Instructions to follow:
Your job is to set down the stretch of entries that opens with the line containing "det: child's face" and closes with the line containing "det: jacket sleeve". Keep both end lines, copy each exactly, and add nothing.

(Records from a data source)
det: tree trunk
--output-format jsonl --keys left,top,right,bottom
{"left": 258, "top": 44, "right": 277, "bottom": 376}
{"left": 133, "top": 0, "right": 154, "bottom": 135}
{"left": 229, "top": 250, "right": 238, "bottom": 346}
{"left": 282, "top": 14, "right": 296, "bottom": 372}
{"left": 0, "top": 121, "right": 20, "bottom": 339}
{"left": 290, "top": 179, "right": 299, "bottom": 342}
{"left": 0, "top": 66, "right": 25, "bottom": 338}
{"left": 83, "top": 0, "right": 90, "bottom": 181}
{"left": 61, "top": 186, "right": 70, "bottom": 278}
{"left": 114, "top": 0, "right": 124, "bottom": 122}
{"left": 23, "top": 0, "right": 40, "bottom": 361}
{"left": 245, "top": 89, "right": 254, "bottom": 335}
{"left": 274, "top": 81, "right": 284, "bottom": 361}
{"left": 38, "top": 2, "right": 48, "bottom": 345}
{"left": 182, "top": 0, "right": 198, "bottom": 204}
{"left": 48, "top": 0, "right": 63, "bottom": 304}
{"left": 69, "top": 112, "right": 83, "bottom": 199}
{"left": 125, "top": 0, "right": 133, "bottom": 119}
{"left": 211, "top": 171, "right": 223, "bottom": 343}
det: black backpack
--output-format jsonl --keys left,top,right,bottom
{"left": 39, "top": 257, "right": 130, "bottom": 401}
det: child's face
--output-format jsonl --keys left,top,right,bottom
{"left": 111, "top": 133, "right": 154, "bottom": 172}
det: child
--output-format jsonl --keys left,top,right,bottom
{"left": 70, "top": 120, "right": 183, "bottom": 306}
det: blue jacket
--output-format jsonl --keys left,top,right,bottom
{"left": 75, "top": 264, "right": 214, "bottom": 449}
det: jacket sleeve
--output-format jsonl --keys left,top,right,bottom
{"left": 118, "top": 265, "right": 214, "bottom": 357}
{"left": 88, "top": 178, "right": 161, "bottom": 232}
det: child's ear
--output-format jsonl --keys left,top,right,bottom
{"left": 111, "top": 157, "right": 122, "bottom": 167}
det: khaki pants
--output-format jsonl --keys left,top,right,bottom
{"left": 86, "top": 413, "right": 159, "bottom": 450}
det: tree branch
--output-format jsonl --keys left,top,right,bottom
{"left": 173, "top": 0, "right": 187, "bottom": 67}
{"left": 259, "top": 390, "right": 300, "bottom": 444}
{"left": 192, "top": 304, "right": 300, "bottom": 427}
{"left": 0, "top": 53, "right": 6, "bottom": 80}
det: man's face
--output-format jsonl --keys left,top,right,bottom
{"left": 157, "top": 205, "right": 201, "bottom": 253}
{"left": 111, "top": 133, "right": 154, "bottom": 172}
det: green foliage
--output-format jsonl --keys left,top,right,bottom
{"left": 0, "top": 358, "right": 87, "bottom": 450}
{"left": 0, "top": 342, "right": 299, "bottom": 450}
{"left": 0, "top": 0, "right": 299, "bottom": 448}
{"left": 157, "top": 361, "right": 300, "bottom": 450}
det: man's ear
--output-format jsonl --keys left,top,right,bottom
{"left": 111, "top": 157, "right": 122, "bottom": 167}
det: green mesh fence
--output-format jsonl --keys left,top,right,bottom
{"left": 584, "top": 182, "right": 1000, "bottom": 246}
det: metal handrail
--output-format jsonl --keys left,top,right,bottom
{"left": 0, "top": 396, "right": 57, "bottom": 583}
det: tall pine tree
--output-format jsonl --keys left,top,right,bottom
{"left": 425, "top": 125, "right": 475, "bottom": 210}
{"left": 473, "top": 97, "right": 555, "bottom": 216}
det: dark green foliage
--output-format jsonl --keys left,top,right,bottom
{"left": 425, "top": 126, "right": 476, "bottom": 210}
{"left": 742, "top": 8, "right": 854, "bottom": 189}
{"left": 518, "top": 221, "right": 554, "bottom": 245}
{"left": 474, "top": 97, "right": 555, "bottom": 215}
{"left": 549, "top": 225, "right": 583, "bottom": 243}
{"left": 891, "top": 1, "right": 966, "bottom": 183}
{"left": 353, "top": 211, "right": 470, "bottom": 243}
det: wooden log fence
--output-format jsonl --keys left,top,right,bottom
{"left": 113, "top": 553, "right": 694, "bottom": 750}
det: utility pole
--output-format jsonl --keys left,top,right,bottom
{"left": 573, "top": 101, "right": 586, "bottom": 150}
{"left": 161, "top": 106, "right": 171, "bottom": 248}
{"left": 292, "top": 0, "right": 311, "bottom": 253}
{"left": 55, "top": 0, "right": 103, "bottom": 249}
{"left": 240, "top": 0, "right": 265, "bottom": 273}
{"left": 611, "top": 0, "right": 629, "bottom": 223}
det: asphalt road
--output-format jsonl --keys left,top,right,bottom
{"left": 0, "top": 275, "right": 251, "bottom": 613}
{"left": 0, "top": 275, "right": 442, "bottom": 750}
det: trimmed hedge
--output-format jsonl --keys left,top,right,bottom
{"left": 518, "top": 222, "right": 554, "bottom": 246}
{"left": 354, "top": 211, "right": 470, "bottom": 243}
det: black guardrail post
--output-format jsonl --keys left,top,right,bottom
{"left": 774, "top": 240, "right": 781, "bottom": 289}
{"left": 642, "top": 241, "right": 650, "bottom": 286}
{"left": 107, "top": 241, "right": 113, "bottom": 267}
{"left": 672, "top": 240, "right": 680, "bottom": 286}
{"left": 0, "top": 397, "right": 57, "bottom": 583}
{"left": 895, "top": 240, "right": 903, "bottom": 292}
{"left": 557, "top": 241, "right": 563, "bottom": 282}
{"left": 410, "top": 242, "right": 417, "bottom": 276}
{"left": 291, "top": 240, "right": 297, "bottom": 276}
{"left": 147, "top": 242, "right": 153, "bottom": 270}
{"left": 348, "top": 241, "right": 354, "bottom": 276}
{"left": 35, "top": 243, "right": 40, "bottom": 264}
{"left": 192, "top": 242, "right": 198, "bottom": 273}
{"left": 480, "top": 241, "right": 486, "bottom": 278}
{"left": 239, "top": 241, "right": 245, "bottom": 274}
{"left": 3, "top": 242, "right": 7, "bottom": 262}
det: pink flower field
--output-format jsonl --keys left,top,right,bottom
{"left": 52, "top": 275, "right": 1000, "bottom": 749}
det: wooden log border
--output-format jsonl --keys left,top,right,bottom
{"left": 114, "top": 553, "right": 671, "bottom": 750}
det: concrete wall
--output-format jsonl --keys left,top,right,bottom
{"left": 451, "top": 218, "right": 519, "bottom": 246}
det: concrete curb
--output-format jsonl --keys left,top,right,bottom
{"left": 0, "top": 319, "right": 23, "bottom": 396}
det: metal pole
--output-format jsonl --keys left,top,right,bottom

Expected output:
det: child's face
--output-format jsonl --keys left,top,right,bottom
{"left": 111, "top": 133, "right": 154, "bottom": 172}
det: child
--output-format jsonl --keys left,top,right,bottom
{"left": 70, "top": 120, "right": 183, "bottom": 306}
det: blue jacket
--output-format jsonl --keys left,top,right,bottom
{"left": 75, "top": 264, "right": 214, "bottom": 449}
det: jacket sleeve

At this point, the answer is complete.